● **取り組む課題**
• 1. 硬質レジンジャケット冠の解説文によれば、硬質レジンの強度はどのようにして向上させられているのか、一〜三文で説明せよ。
• 2. 硬質レジンジャケット冠の解説文のうち、「歯科クリニックで取り扱ってい」で始まり「具体的には、金属の裏打ちのない冠全体が硬質レジンでできているものです。」で終わる部分を一字も変えずに書き写せ。

歯科クリニックで取り扱っている保険適用の被せ物には、皆さんもよくご存知の銀歯(合金)以外にもさまざまなものがあります。
その一つが、今回紹介する“硬質レジンジャケット冠”です。
初めて名前を聞くという方も多いかと思いますので、今回はこちらの被せ物の詳細について解説したいと思います。
硬質レジンジャケット冠の概要
硬質レジンジャケット冠は、すべてがレジンという歯科用のプラスチックでつくられた被せ物です。
保険診療で装着可能な白い被せ物と言えば、大体はこちらのことを指しています。
具体的には、金属の裏打ちのない冠全体が硬質レジンでできているものです。
ちなみに、硬質レジンは、高強度のプラスチックであり、MMA(メチルメタクリクレート)に金属微粒粉末であるフィラーをカップリングすることにより、強度を向上させた有機性築造材料です。

● **データセット抜粋**

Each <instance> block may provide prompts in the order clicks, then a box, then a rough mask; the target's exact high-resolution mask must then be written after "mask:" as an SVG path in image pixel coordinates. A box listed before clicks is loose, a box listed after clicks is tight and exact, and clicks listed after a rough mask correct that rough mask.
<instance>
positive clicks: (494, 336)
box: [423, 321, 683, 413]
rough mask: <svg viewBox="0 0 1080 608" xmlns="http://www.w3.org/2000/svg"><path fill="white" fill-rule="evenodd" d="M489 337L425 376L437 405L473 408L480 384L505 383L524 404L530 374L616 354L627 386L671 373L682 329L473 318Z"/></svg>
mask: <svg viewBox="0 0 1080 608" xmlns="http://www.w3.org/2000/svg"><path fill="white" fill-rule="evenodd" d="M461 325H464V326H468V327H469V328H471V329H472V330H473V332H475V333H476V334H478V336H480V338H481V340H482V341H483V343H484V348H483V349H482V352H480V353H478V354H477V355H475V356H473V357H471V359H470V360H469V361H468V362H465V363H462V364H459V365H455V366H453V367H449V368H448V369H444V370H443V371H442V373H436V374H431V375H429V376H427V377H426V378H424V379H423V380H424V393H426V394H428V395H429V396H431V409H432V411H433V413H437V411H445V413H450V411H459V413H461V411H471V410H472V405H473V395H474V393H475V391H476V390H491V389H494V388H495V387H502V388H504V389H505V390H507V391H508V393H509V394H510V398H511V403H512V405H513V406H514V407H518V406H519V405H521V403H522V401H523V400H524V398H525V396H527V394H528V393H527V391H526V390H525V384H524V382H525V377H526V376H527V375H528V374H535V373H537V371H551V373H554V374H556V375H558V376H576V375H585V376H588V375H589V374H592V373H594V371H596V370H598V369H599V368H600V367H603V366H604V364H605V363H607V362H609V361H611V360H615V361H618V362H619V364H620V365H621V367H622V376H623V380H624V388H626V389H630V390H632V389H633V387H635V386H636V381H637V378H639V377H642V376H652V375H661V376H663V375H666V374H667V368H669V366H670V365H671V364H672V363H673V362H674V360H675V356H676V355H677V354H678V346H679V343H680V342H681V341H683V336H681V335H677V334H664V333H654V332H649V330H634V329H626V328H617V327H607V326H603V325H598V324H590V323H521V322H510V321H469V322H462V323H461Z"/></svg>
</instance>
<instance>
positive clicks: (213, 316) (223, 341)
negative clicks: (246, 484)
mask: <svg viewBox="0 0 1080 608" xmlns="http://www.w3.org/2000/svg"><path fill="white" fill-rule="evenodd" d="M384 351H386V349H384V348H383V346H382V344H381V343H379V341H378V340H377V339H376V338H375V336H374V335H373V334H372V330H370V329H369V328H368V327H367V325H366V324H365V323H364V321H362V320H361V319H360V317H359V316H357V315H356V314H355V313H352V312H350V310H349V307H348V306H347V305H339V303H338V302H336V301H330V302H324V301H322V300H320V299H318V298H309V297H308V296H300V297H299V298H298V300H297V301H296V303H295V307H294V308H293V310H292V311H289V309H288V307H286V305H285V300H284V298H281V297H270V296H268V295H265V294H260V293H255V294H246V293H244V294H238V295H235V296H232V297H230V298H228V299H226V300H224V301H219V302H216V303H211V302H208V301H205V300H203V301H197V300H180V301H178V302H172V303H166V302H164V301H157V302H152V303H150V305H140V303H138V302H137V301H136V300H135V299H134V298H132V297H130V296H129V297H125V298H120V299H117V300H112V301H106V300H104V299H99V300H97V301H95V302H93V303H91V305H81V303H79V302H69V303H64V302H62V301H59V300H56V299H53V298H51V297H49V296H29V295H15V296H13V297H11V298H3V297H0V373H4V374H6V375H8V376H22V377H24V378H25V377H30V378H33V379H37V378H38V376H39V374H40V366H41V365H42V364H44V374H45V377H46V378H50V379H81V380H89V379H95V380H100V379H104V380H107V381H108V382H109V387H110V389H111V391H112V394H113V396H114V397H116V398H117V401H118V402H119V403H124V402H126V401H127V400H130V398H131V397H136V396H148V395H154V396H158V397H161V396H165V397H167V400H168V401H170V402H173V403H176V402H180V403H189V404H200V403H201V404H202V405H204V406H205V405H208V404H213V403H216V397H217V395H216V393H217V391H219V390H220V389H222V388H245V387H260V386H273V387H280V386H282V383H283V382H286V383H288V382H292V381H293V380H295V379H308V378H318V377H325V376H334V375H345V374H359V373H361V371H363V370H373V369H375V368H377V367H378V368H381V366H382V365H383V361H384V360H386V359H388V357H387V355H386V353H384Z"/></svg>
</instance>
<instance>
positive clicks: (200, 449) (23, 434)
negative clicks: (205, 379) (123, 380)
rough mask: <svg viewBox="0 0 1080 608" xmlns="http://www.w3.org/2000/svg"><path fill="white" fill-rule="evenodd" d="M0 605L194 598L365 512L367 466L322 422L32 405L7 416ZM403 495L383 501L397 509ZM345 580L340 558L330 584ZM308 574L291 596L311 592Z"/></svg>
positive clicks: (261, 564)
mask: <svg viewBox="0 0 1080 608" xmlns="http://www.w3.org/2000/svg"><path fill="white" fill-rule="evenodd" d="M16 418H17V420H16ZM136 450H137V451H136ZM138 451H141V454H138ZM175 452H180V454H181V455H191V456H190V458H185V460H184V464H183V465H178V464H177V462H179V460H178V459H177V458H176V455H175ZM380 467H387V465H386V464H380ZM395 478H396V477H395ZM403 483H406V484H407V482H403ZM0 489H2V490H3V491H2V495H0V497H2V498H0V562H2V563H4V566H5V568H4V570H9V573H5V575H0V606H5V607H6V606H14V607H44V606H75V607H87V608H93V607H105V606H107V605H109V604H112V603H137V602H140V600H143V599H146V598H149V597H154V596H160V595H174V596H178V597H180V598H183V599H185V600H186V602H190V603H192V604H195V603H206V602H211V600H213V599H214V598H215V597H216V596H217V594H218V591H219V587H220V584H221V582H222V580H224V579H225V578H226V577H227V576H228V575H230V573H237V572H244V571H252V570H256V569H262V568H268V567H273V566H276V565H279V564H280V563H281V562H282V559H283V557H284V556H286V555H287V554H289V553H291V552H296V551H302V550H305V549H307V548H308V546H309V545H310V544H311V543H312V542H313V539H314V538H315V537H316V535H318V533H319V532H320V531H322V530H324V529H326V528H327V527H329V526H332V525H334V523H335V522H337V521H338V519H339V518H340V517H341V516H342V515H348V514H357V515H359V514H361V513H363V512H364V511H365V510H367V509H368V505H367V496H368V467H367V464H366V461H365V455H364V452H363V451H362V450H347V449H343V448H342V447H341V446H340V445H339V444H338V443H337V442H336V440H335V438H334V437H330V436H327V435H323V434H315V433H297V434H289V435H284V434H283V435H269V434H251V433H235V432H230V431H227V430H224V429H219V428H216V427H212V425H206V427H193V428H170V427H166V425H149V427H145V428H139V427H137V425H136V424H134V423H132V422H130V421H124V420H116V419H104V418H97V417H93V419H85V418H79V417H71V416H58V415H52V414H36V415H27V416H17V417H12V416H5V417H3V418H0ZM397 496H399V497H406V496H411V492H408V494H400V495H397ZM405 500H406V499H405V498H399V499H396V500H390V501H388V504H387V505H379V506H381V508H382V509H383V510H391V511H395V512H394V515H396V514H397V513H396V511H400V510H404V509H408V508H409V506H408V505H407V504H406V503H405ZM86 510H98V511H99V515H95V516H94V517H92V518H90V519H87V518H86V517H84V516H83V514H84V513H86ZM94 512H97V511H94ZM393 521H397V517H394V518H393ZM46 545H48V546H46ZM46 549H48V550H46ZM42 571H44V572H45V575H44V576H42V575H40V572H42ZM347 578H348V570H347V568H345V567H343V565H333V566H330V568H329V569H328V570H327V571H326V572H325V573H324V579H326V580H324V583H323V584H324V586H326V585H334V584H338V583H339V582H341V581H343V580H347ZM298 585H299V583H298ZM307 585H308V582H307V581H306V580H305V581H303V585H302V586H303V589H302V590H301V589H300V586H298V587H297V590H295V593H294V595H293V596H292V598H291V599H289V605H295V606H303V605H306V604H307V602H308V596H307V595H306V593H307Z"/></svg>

● **課題別の結果**
• 1. 硬質レジンは、MMAに金属微粒粉末であるフィラーをカップリングすることによって強度を向上させている。そのため、高強度のプラスチックとなっている。

• 2.
歯科クリニックで取り扱っている保険適用の被せ物には、皆さんもよくご存知の銀歯(合金)以外にもさまざまなものがあります。
その一つが、今回紹介する“硬質レジンジャケット冠”です。
初めて名前を聞くという方も多いかと思いますので、今回はこちらの被せ物の詳細について解説したいと思います。
硬質レジンジャケット冠の概要
硬質レジンジャケット冠は、すべてがレジンという歯科用のプラスチックでつくられた被せ物です。
保険診療で装着可能な白い被せ物と言えば、大体はこちらのことを指しています。
具体的には、金属の裏打ちのない冠全体が硬質レジンでできているものです。